▸ **Required task A**:
Could you duplicate, word for word, the stretch of the records from the line containing "For this dataset, tag each instance of the coniferous" through the line containing "[[191, 709], [612, 573]]", with both of those lines included?

▸ **Selected text**:
(begin)

I started looking into it after I bought it for my mom, watching videos of Sis. Melani talking about how her book came to be and why it works. Everything sounded good, and I was hungry for something, anything that would help me out of the rut I found myself in. I purchased a copy for myself shortly after, and let me tell you, it was a game-changer.

Basically, it teaches you how to study the Word--no, not how to look up words in a dictionary and pump out three chapters of analyzed text every day to cross it off your morning routine--but how to immerse yourself in God’s precious words to us until it changes you. I went from struggling to check the boxes off on my Bread chart (gotta love ‘em) to getting up earlier for more time to journal, pray, and dwell on the passages I was reading. The Scripture came alive for me in a way I had never personally experienced before (and I’ve been in the church for 21 years).

The most important thing I learned in the mere months I’ve been doing this? The Word is alive. It is not meant to be treated like a textbook to be mangled, figured out, plugged through, and endured. It is meant to change us, to come alive in the exact way we need for the season we’re in. It’s meant to guide our path and keep us. It’s active; it goes forth and doesn’t come back void.

A reading plan is good, don’t get me wrong; it keeps us accountable and it helps us to have something already pre-set to read for the day, but just flying through your three chapters half-asleep and calling it good is...GIRL. You are missing. out.

(end)

▸ **Required task B**:
Can you give the stretch of the Bible-study text from "I started looking" through "was a game-changer." again, with "mom" changed to "sister"?

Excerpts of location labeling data

(begin)

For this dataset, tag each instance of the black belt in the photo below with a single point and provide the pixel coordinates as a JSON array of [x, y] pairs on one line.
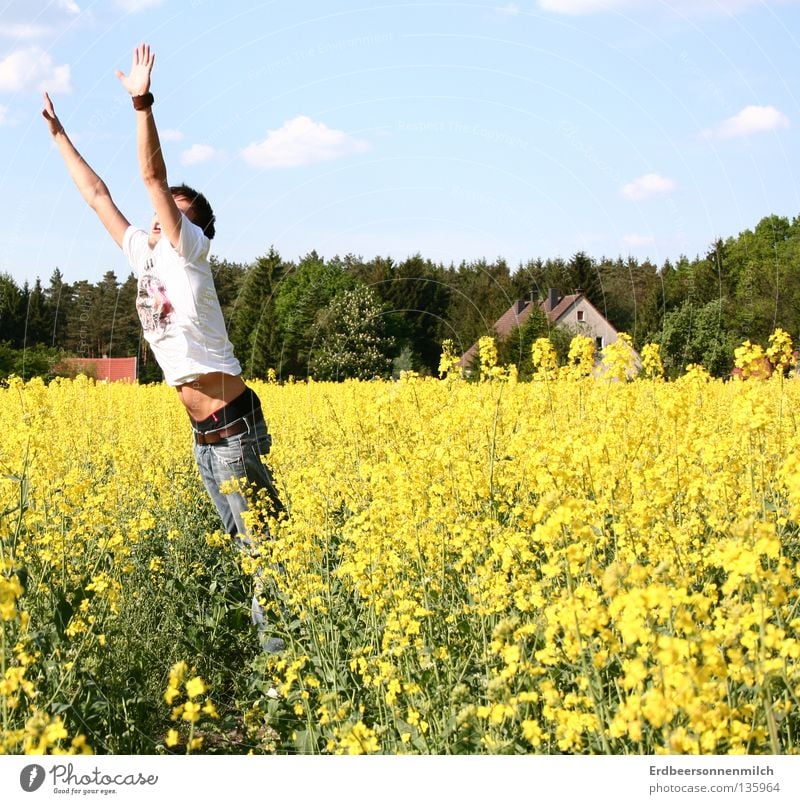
[[213, 436]]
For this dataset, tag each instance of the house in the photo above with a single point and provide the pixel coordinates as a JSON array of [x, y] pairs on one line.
[[574, 312], [105, 369]]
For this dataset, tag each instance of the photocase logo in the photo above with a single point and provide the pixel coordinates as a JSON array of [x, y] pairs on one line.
[[31, 778]]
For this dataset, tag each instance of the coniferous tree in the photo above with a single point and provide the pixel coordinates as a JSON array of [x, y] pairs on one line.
[[253, 331]]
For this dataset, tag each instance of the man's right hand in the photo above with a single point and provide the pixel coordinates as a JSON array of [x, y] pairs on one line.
[[137, 82], [49, 114]]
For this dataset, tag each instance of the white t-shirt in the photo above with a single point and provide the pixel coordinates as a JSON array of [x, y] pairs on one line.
[[178, 305]]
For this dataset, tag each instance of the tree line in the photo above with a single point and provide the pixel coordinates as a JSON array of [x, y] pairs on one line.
[[349, 317]]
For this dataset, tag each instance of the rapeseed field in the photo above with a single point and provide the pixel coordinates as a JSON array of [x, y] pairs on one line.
[[590, 562]]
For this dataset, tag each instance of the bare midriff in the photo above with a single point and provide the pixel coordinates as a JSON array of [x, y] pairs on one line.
[[210, 392]]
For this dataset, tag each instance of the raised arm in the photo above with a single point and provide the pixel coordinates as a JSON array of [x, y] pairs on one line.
[[151, 158], [91, 186]]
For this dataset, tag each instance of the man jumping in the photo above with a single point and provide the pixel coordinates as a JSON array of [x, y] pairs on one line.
[[181, 315]]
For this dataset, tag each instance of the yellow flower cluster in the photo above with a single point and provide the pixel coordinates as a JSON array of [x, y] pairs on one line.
[[191, 709], [612, 573]]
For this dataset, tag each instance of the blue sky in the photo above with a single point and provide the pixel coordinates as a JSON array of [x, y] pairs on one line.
[[458, 130]]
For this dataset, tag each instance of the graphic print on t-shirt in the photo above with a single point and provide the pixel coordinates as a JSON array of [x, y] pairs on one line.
[[152, 302]]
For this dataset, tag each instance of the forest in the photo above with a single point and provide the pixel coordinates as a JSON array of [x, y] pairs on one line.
[[343, 317]]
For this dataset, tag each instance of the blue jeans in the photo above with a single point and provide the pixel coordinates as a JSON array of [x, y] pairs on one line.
[[239, 458]]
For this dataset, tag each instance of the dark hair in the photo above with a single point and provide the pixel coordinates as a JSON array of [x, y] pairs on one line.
[[199, 212]]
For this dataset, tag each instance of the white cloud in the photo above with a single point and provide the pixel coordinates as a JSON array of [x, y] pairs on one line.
[[21, 30], [135, 6], [508, 10], [637, 241], [751, 120], [170, 135], [583, 6], [301, 141], [647, 186], [33, 68], [197, 154], [680, 7]]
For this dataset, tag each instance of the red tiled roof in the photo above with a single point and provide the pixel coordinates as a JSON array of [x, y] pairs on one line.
[[517, 315], [108, 369]]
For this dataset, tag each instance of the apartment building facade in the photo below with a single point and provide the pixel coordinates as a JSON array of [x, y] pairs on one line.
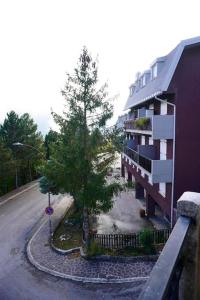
[[162, 134]]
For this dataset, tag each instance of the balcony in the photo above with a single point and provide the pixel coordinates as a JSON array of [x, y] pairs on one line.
[[160, 170], [159, 126], [176, 273]]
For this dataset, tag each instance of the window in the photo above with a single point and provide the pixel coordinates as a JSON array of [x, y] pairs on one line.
[[154, 71], [163, 108], [150, 140], [163, 149], [162, 188], [143, 140], [143, 80]]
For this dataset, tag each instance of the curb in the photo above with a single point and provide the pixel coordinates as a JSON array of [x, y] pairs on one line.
[[60, 251], [109, 279], [19, 193]]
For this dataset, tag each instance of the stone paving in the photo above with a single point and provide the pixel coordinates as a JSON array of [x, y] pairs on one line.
[[77, 268]]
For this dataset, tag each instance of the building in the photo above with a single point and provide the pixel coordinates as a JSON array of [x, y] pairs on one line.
[[162, 145], [120, 121]]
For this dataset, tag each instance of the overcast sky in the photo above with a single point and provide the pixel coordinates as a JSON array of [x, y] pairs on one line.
[[40, 40]]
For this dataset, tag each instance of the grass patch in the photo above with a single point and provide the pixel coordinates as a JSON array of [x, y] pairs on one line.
[[68, 234], [94, 250]]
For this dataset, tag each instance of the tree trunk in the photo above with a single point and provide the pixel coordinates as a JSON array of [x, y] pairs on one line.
[[86, 229]]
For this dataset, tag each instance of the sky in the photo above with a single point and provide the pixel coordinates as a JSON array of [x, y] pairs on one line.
[[41, 40]]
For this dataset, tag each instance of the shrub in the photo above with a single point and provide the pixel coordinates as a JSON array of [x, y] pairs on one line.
[[142, 213], [130, 184], [94, 249], [142, 123], [146, 239]]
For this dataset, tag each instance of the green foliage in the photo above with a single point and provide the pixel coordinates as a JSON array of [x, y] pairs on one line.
[[86, 148], [130, 185], [142, 123], [94, 249], [47, 186], [146, 238], [18, 164]]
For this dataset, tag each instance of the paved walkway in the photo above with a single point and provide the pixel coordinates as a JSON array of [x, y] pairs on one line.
[[124, 217], [77, 268]]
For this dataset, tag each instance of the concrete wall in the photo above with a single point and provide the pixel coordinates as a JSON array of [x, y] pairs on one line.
[[162, 127], [186, 87]]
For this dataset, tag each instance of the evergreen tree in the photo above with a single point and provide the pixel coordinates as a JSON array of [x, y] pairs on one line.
[[25, 159], [85, 152]]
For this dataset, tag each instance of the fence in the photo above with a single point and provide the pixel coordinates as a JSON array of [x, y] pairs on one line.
[[119, 241]]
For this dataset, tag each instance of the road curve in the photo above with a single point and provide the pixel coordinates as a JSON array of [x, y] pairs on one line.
[[19, 280]]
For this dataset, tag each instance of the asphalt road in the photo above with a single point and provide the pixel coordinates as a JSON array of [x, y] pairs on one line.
[[19, 279]]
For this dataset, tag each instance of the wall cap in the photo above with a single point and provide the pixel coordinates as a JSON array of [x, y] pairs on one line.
[[188, 205]]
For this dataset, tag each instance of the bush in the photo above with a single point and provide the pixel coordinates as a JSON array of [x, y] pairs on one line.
[[130, 185], [94, 249], [142, 123], [142, 213], [146, 239]]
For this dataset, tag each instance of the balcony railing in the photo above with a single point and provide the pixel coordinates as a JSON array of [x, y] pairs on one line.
[[161, 126], [141, 160], [176, 274], [139, 124], [160, 170]]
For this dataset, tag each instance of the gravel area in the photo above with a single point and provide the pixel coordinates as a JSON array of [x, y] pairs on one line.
[[77, 267]]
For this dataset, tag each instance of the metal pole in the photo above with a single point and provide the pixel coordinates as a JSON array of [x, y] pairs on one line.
[[174, 145], [16, 177], [49, 204]]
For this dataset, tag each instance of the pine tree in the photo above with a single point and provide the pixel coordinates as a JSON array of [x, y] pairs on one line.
[[85, 152]]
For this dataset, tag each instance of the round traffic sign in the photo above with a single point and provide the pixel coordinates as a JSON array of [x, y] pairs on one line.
[[49, 210]]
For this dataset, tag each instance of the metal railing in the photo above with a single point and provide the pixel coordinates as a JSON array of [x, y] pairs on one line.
[[141, 160], [132, 124], [120, 241], [176, 274]]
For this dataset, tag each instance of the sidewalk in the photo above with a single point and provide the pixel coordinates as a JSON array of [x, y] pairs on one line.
[[77, 268], [14, 193]]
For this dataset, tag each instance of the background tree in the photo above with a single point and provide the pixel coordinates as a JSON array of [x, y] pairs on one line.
[[24, 160], [85, 152]]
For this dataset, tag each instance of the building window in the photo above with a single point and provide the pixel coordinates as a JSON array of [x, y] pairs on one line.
[[143, 140], [154, 71], [150, 140], [162, 188], [163, 108], [143, 80], [163, 149]]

(end)

▸ **Exercise solution A**:
For this dataset, tag each instance of the coniferous tree in the photo above with a single point and provide the pixel coordinates as a JSON array of [x, y] pairs on one line.
[[253, 331]]
For this dataset, tag each instance of the man's right hand in the photo above with a single point and provide the pixel coordinates as a JSON array of [x, y] pairs on one line.
[[137, 82], [49, 114]]
For this dataset, tag each instance of the white t-shirt in the photo above with a single point and provide the pixel coordinates as a JSON array of [x, y] pairs on one line.
[[178, 305]]
For this dataset, tag each instance of the tree line in the photo above with a single point and provide the pixel coordinates as a JSON array of [x, y] pairs on one line.
[[349, 317]]
For this dataset, tag each instance of the rapeseed field in the photo above with a single point and provide the pixel coordinates as a JSON array of [x, y] pairs on one line.
[[590, 562]]
For this dataset, tag each instance of the bare midriff in the photo above with a single point and provide the pixel coordinates as a JSON array of [x, y] pairs on one line.
[[210, 392]]
For this dataset, tag each instance of the raised arm in the photo above with a single point and provide the pixel coordinates as a JSON array of [x, y] pairs on one line.
[[151, 158], [91, 186]]
For this dataset, tag each instance of the man jumping in the photo above with a single point and provide the pixel coordinates as a JSON array of [x, y] pairs on one line.
[[181, 315]]
For this dataset, tag each instance of the yellow flower cluster in the photo above with a single point and provide the pixel coordinates as a JSON array of [x, y] pairs on one line.
[[191, 709], [612, 573]]

▸ **Exercise solution B**:
I started looking into it after I bought it for my sister, watching videos of Sis. Melani talking about how her book came to be and why it works. Everything sounded good, and I was hungry for something, anything that would help me out of the rut I found myself in. I purchased a copy for myself shortly after, and let me tell you, it was a game-changer.